··· Provided records

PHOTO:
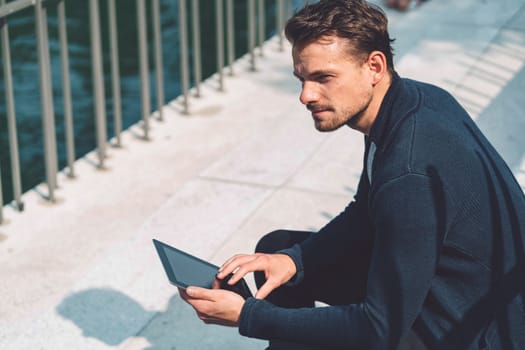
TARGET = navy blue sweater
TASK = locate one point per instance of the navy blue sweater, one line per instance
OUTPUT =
(447, 220)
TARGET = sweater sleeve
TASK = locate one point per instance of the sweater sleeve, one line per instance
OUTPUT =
(407, 223)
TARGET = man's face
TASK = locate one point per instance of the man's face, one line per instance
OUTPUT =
(336, 87)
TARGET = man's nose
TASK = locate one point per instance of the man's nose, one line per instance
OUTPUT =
(308, 94)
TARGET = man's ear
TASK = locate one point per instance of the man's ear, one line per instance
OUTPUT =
(377, 65)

······

> [Your objective]: Please format the part of the material above that starts at the line containing "TARGET = sweater sleeve" and runs through its final line as a JSON list of strings, one string per line, with blank lines left out.

> [Answer to this task]:
[
  "TARGET = sweater sleeve",
  "TASK = locate one point per instance of the sweater sleeve, one line per instance",
  "OUTPUT =",
  "(407, 223)",
  "TARGET = man's face",
  "TASK = locate one point per instance of the man's face, one line per instance",
  "OUTPUT =",
  "(336, 87)",
  "TARGET = man's nose",
  "TASK = locate one point per instance of the man's nose, one line per instance",
  "OUTPUT =",
  "(308, 94)",
  "TARGET = man's ear",
  "TASK = locate one point per instance of the man's ear, one line per instance",
  "OUTPUT =",
  "(377, 65)"
]